* [EXERCISE TEXT]

··········

DURANGO, Colo. — The coroner in La Plata County has identified the woman killed by a bear on Friday near Durango.
On Tuesday, La Plata County Coroner Jann Smith identified the woman as 39-year-old Laney Malavolta.
The coroner said that the cause of death was "perforating injury to the neck" and the manner was ruled as accidental. An autopsy report will not be available for several weeks pending toxicology reports, Smith said.
Malavolta was attacked by a sow bear and died sometime Friday off U.S. Highway 550 near Trimble. She had been walking with her two dogs at the time. Her boyfriend went looking for her when the dogs returned home without her. He found her body around 9:30 p.m. and called 911, CPW previously said.
Colorado Parks and Wildlife said wildlife officers saw signs of consumption on the woman’s body and bear scat and hair at the scene. Wildlife officers and tracking dogs found the sow and her two yearlings nearby and officers euthanized them.
“Bears will return to a food source over and over,” said Cory Chick, CPW Southwest Region manager. “A bear that loses its fear of humans is a dangerous animal. And this sow was teaching its yearlings that humans were a source of food, not something to fear and avoid.”

··········

* [EXCERPTED DATA]

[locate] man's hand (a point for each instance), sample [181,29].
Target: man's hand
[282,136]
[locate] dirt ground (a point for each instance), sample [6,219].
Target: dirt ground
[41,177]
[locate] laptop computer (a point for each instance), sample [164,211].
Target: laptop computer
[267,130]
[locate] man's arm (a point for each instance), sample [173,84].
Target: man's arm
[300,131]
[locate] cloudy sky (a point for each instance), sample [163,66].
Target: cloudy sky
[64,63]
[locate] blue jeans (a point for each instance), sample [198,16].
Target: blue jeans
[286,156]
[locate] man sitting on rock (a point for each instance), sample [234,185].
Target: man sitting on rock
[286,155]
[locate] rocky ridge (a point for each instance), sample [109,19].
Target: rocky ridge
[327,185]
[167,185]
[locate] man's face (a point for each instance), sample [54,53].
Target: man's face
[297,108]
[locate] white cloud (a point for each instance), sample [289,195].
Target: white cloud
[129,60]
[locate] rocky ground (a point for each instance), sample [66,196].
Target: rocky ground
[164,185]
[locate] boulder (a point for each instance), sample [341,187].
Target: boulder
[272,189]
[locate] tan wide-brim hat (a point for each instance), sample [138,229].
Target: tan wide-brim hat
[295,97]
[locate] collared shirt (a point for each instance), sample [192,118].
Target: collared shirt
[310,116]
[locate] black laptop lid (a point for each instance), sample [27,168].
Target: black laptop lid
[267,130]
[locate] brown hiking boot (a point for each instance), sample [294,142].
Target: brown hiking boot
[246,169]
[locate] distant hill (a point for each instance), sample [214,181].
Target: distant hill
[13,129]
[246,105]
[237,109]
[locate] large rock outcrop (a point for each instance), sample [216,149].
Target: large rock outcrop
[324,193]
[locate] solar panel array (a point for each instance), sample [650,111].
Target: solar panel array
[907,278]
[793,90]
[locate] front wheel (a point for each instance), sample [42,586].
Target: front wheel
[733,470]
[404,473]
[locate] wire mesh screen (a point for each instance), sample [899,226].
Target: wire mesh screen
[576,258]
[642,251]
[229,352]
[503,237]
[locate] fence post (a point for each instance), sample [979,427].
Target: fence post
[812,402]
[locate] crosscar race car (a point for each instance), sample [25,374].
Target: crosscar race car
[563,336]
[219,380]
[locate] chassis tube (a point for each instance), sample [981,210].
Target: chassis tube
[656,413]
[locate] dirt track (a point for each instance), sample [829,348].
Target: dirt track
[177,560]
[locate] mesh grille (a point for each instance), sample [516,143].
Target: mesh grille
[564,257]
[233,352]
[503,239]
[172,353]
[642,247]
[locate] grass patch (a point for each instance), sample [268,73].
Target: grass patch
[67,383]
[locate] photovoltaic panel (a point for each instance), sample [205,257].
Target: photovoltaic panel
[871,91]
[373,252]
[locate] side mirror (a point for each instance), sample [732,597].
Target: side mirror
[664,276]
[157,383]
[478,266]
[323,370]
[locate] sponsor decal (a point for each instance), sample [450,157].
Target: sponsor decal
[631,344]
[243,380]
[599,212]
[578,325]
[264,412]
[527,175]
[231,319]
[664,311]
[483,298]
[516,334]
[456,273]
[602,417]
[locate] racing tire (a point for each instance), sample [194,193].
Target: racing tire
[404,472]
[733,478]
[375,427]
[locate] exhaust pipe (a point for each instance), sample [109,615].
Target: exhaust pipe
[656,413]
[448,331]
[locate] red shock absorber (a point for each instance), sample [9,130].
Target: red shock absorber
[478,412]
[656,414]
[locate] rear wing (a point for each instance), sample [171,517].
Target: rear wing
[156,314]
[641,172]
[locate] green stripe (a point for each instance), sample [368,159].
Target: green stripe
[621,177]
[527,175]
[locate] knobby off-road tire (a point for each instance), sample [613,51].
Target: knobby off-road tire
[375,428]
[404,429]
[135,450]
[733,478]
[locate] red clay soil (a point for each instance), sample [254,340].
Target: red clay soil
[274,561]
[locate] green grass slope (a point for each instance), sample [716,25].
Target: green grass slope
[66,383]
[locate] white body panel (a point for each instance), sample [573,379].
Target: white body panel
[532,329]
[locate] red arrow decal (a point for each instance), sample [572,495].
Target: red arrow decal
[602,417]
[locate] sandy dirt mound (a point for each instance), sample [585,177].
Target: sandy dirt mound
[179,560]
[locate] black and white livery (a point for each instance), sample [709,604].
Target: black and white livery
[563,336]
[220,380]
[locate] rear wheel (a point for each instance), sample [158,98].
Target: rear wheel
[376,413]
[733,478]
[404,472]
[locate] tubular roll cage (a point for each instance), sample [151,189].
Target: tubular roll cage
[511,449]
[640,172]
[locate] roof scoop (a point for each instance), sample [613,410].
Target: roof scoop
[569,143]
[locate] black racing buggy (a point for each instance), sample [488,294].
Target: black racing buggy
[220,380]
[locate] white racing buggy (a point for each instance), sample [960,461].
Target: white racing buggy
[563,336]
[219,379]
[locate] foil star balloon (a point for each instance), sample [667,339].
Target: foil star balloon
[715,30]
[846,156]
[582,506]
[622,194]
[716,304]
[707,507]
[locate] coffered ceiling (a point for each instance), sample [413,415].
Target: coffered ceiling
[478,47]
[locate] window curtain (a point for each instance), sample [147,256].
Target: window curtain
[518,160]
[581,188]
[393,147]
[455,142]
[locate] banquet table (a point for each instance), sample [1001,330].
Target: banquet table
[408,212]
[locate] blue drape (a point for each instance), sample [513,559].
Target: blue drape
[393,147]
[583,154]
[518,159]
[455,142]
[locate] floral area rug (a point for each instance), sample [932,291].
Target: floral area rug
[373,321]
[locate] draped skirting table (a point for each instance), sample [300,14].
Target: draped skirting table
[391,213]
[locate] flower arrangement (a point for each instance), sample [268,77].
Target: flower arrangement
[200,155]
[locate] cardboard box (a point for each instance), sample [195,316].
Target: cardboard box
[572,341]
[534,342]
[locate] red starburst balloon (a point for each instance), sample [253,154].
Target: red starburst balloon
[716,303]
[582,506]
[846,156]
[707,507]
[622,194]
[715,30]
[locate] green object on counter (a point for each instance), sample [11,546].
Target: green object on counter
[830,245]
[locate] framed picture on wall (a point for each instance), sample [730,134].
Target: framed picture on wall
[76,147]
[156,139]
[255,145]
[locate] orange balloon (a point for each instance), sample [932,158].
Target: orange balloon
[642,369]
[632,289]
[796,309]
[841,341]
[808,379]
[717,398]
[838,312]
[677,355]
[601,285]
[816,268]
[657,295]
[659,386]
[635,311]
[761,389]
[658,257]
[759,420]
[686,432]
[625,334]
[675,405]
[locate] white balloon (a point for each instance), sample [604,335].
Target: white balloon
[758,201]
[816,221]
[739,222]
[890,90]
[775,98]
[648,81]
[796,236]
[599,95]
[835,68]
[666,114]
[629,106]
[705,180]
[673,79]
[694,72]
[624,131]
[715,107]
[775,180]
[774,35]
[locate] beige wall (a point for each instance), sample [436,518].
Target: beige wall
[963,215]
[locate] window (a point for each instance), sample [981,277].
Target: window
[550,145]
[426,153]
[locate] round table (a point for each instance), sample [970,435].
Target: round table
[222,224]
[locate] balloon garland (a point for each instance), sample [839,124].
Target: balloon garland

··········

* [PROBLEM DETAILS]
Reproduce word for word the stretch of the bear attack report above from "DURANGO, Colo. —" through "reports, Smith said.".

* [RESPONSE FOR THIS EXERCISE]
DURANGO, Colo. — The coroner in La Plata County has identified the woman killed by a bear on Friday near Durango.
On Tuesday, La Plata County Coroner Jann Smith identified the woman as 39-year-old Laney Malavolta.
The coroner said that the cause of death was "perforating injury to the neck" and the manner was ruled as accidental. An autopsy report will not be available for several weeks pending toxicology reports, Smith said.